Activity>
From top to bottom, write out the listing exactly and skip every picture.
=-=-=
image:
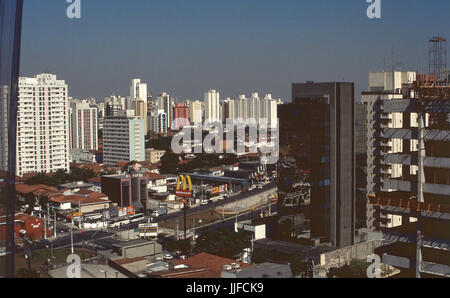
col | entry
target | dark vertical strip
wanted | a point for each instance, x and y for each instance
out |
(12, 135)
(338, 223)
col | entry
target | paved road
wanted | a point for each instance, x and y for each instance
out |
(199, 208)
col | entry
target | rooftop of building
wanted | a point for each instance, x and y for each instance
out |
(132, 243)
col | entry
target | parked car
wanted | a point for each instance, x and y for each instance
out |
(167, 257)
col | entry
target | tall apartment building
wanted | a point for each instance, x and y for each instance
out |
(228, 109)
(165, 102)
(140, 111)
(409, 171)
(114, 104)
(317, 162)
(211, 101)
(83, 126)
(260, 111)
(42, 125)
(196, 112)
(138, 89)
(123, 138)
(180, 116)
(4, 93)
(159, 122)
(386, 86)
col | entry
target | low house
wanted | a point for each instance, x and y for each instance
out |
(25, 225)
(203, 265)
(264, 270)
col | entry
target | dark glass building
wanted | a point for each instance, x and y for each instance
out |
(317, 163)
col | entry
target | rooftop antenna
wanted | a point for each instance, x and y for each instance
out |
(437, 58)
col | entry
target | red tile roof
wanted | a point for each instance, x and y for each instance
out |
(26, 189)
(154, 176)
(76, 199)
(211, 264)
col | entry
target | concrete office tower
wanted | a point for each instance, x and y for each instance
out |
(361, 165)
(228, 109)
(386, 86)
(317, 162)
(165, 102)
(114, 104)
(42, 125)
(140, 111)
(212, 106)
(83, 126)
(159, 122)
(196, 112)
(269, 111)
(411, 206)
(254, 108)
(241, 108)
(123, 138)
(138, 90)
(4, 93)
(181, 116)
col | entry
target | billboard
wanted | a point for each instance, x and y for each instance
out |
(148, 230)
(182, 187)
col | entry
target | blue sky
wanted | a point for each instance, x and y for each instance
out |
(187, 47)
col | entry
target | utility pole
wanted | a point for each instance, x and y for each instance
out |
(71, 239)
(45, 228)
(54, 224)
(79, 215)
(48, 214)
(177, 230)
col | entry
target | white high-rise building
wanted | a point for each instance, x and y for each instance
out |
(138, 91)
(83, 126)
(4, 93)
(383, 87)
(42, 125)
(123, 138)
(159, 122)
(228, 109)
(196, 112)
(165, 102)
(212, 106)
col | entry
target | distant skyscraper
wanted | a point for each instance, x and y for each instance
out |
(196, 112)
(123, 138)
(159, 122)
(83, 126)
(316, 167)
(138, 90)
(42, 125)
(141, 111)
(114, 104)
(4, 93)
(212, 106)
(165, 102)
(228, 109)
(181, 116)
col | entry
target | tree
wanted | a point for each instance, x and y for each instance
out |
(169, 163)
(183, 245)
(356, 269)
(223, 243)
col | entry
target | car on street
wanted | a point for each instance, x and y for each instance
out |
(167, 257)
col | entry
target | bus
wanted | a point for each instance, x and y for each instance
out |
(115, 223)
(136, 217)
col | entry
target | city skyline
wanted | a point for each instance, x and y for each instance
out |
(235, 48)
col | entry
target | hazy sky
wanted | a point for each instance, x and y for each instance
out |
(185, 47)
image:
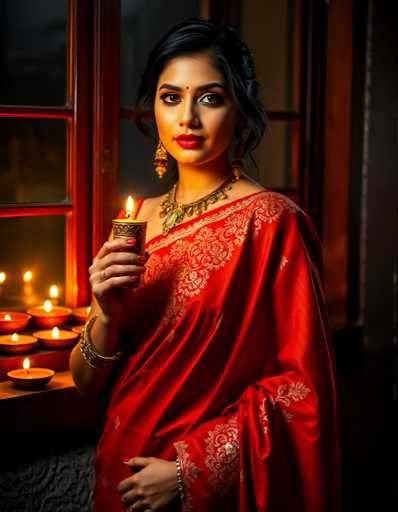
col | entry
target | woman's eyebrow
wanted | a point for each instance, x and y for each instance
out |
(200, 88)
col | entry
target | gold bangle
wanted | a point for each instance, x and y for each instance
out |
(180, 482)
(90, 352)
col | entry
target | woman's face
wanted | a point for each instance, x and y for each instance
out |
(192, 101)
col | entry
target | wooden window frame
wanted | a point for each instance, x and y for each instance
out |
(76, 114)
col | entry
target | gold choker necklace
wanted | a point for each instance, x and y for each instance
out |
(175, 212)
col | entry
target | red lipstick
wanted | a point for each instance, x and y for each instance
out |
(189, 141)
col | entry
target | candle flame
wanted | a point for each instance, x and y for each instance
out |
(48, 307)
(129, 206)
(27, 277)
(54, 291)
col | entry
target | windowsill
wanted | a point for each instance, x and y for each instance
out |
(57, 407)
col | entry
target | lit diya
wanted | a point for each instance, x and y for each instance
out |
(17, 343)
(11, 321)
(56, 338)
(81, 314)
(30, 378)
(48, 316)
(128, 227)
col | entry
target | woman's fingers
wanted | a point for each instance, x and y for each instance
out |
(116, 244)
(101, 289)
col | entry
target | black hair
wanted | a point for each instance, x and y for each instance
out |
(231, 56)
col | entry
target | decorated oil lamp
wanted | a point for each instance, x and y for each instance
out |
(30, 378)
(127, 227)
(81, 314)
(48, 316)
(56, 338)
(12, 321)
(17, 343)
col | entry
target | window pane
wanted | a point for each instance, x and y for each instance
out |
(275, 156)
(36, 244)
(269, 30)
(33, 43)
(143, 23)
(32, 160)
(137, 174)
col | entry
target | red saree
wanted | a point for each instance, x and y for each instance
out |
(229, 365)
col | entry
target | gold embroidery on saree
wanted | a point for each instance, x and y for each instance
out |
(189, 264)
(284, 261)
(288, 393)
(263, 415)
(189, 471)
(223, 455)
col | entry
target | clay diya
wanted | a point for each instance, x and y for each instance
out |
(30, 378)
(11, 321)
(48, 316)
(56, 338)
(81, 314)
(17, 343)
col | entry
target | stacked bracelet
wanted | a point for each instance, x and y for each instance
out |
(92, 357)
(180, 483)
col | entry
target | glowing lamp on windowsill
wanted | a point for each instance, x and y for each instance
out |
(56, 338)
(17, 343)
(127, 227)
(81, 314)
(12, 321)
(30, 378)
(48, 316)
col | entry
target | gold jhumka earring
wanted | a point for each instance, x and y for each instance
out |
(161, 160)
=-=-=
Final answer>
image:
col | entry
target | dark vertical strip
wanted | a point for each instance, x and y for each instance
out |
(12, 135)
(338, 223)
col | entry
target | paved road
wanted | a point for each instance, x and y for each instance
out |
(199, 208)
col | entry
target | rooftop of building
wanted | a point for each instance, x and y for each instance
out |
(132, 243)
col | entry
target | parked car
wanted | a point for each instance, x and y for each instance
out |
(167, 257)
col | entry
target | tall apartment building
wanted | a point for each instance, x and y for each instance
out |
(228, 109)
(165, 102)
(140, 111)
(409, 171)
(114, 104)
(317, 162)
(211, 101)
(83, 126)
(260, 111)
(42, 125)
(196, 112)
(138, 89)
(123, 138)
(180, 116)
(4, 93)
(159, 122)
(386, 86)
col | entry
target | low house
wanted | a point for each instance, x and y for each instance
out |
(25, 225)
(203, 265)
(264, 270)
col | entry
target | dark glass building
wanted | a point for each instance, x and y for each instance
out |
(317, 163)
col | entry
target | rooftop antenna
wanted | a point for each instance, x and y for each instance
out |
(437, 58)
col | entry
target | red tile roof
wanted | a point for each instance, x and y for each instance
out |
(26, 189)
(154, 176)
(76, 199)
(211, 264)
col | entry
target | concrete office tower
wanted | a point for each instance, x and y for each instance
out |
(361, 165)
(228, 109)
(386, 86)
(317, 162)
(165, 102)
(114, 104)
(42, 125)
(140, 111)
(212, 106)
(83, 126)
(159, 122)
(196, 112)
(269, 111)
(411, 206)
(254, 108)
(241, 108)
(123, 138)
(138, 90)
(4, 93)
(181, 116)
col | entry
target | billboard
wanted | a point for each instance, x and y for each instance
out |
(148, 230)
(182, 187)
col | entry
target | blue sky
wanted | a point for each instance, x and y for each instance
out |
(187, 47)
col | entry
target | utility pole
wanted | a point for each instance, x and y for each instance
out |
(71, 239)
(45, 228)
(54, 224)
(79, 215)
(48, 214)
(177, 230)
col | entry
target | white high-rise building
wanted | a point for each instance, x and y for each instance
out |
(138, 91)
(83, 126)
(4, 93)
(383, 87)
(42, 125)
(123, 138)
(159, 122)
(228, 109)
(196, 112)
(165, 102)
(212, 106)
col | entry
target | distant skyscraper
wanted | a point for each instance, x and y for each instance
out |
(196, 112)
(123, 138)
(159, 122)
(83, 126)
(316, 167)
(138, 90)
(42, 125)
(141, 111)
(114, 104)
(4, 93)
(212, 106)
(165, 102)
(228, 109)
(181, 116)
col | entry
target | tree
wanted | a point for each instance, x and y for each instance
out |
(169, 163)
(183, 245)
(356, 269)
(223, 243)
col | entry
target | car on street
wanted | a point for each instance, x and y for each instance
out |
(167, 257)
col | entry
target | bus
wanted | a point for each instance, x and y for each instance
out |
(115, 223)
(136, 217)
col | entry
target | city skyline
wanted | a point for each instance, x and y for each instance
out |
(235, 48)
col | entry
target | hazy sky
wanted | a point for each instance, x and y for each instance
out |
(185, 47)
image:
col | entry
target | woman's eyebrow
wanted | a point for each instance, x and y for each instance
out |
(200, 88)
col | entry
target | gold bangle
wanted | a point for each instance, x and y for each instance
out |
(180, 482)
(90, 352)
col | entry
target | woman's face
wanted | a point for each instance, x and y for each instance
out |
(192, 101)
col | entry
target | wooden window frame
wanted | a point for each instance, x and y for each instance
out |
(76, 114)
col | entry
target | gold choker necklace
wanted | a point for each instance, x and y for each instance
out |
(175, 212)
col | entry
target | red lipstick
wanted | a point for each instance, x and y for each instance
out |
(189, 141)
col | entry
target | candle flame
wanted | a point for each instance, x and y for each instance
out |
(48, 307)
(129, 206)
(27, 277)
(54, 291)
col | entry
target | windowsill
wanted | a point for each instance, x and y for each instance
out |
(57, 407)
col | entry
target | lit diya
wanted | a point for each instance, x and y for each instance
out |
(17, 343)
(11, 321)
(56, 338)
(81, 314)
(30, 378)
(48, 316)
(128, 227)
col | entry
target | woman's fingers
wanted | a point for each instance, x and y for each instance
out |
(116, 244)
(101, 289)
col | entry
target | black hair
wanted | a point for each instance, x and y for each instance
out |
(231, 56)
col | entry
target | decorated oil lamp
wanted | a point for each instance, x and y for each instance
out |
(30, 378)
(127, 227)
(81, 314)
(48, 316)
(56, 338)
(12, 321)
(17, 343)
col | entry
target | window pane
wanted | a point for each instance, x and y for each instance
out |
(275, 156)
(36, 244)
(269, 30)
(33, 43)
(143, 23)
(32, 160)
(137, 174)
col | entry
target | red saree
wanted | a point for each instance, x and y for each instance
out |
(229, 365)
col | entry
target | gold embroidery on saree
wanted | a point for each instance, x and y for each instance
out |
(189, 264)
(284, 261)
(288, 393)
(263, 415)
(189, 471)
(223, 455)
col | entry
target | clay diya
wanted | a point for each instance, x and y for each instance
out |
(30, 378)
(11, 321)
(48, 316)
(56, 338)
(81, 314)
(17, 343)
col | entry
target | stacked bracelet
wanted | a point for each instance, x and y for each instance
out |
(92, 357)
(180, 483)
col | entry
target | glowing lamp on windowsill
wanted | a point for each instance, x and y for each instance
out |
(56, 338)
(17, 343)
(127, 227)
(81, 314)
(12, 321)
(30, 378)
(48, 316)
col | entry
target | gold jhumka earring
wanted | a point for each instance, x and y for each instance
out |
(161, 160)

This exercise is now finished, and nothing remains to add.